**EXERCISE SET:**
#1 For each statement, say yes or no as to whether it agrees with the Mühle passage, and quote the words of the passage that decide it: (a) Mühle began making wristwatches in 1996, (b) Mühle got its start in the 1920s, and (c) Nomos makes the most expensive watches in Glashütte.
#2 Carry on the Mühle passage from its final sentence.

**PAGE TEXT:**
○ ○ ○ ○

For those of us that love watches, Glashütte has special meaning. This small town in Germany contains a few of the greatest watch brands currently in operation, brands that seem to achieve horological feats that other brands worldwide can’t quite compete with. On one hand, you have a brand like A. Lange & Sohne making some of the most epically complicated, finished and expensive luxury watches, and on the other you have Nomos, who make the most accessibly priced watches with manufacture movements. And while these brands, and one or two others, might get the most attention of those in Glashutte, there are several others there that also go above and beyond to create exceptional timepieces. One brand that we here at worn&wound have always enjoyed, but seems to go under the radar, is Nautische Instrumente Mühle-Glashütte… more commonly referred to as just Mühle.
Mühle has a very long history as a manufacturer and as a family in the region, having been in one form or another for 5 generations. Starting in 1869, they originally produced precision measuring equipment for the local watch industry. By the 20’s they produced car clocks, rev counters, speedometers and various counters for scientific and technical purposes. In the 70’s, they were the leading producer of “dial trains for pressure and temperature measuring instruments in East Germany”. It wasn’t until the 4th generation of Mühle, in 1996, that they began producing wristwatches and marine chronometers. The current iteration of the brand, now operated by Thilo Mühle, makes watches as well as various Marine systems and instrumentation. The theme of the family and the brand is not that they are watchmakers, but rather makers of precision instruments, which is present in both the concepts and aesthetics of the pieces they create.

○ ○ ○ ○

**STORED DATA:**
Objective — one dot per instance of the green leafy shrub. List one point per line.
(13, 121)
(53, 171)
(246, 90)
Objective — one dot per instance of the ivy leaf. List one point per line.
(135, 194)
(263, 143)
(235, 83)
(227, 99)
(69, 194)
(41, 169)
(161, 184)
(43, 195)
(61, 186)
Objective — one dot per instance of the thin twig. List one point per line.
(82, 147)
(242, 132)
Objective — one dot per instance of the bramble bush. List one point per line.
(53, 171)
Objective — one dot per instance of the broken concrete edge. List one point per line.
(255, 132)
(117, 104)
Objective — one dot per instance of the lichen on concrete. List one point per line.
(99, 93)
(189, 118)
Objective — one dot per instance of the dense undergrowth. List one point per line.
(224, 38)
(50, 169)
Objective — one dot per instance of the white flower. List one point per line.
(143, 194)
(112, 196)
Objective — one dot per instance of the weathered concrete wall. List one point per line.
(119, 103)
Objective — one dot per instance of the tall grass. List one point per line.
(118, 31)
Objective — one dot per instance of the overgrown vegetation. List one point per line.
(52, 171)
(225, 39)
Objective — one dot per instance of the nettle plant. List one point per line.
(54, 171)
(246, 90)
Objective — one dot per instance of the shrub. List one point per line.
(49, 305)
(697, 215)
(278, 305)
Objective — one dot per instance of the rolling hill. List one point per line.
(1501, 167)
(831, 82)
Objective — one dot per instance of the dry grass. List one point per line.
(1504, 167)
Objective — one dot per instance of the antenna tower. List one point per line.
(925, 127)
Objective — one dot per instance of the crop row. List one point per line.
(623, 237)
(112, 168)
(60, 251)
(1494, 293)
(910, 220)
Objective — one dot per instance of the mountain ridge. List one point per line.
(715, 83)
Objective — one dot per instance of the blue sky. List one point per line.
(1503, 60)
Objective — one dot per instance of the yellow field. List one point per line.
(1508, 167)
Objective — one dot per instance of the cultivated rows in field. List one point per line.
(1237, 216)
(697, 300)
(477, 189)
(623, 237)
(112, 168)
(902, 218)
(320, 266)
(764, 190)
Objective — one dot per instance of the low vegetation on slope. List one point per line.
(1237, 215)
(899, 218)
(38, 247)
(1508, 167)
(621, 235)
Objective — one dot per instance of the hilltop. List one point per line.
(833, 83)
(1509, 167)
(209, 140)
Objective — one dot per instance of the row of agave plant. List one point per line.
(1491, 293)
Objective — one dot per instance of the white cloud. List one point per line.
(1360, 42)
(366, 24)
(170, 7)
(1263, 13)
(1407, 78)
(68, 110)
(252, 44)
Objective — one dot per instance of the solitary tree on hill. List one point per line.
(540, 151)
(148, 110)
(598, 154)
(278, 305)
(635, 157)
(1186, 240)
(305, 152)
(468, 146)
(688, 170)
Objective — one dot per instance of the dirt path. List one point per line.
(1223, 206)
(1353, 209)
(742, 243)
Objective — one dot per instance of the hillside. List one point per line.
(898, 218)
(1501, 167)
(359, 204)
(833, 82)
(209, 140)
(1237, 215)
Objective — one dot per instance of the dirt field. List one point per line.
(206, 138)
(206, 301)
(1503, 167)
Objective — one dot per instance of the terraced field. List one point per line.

○ ○ ○ ○

**OUTPUTS BY TASK:**
#1
(a) Yes: "It wasn’t until the 4th generation of Mühle, in 1996, that they began producing wristwatches and marine chronometers."
(b) No: "Starting in 1869, they originally produced precision measuring equipment for the local watch industry."
(c) No: "on the other you have Nomos, who make the most accessibly priced watches with manufacture movements."

#2
I happen to be lucky enough to own, and have for sometime, perhaps their most iconic timepiece, the S.A.R. Rescue-Timer, which serves as a perfect introduction for what Mühle has to offer. This watch was not born of an aesthetic desire, nor of a trend in the watch industry. Rather, its inception was when a need arose in the German Maritime Search and Rescue Service for a reliable and robust timepiece that could withstand their extreme needs. As such, conventional watch design was left behind and a watch born of need and function arose. A watch that is tough as nails, incredibly legible in light and dark and able to handle all terrain. It packs a 1000m water resistance, a 4mm thick sapphire crystal, a rubber bumper, a case you could take a chisel to, potent lume and a customized automatic movement with additional shock protection (more on that later).
As such, it doesn’t quite look like any other watch you’ve seen before. That’s not to say it isn’t attractive, it is, but in the way that technical instruments, with clean portrayal of information and elements that are purely functional are attractive. For the S.A.R. services that use it, it’s an important tool that can’t fail. As a regular consumer who doesn’t find themselves in many precarious situations that call for S.A.R. grade equipment, it’s a go-anywhere tool/sport watch with a unique look that I know will survive any occasional mistreatment my daily life might dish out.
The S.A.R. Rescue-Timer is available on a rubber strap for $2,390 or a bracelet for $2,490. While certainly not inexpensive, for what it is it’s well priced, putting it shoulder-to-shoulder with watches by brands like Sinn. It’s important to remember that super tough watches with customized movements by larger retail brands would go for well north of $5k, and unlike many of those, Mühle actually alters there movements in-house with components they make themselves.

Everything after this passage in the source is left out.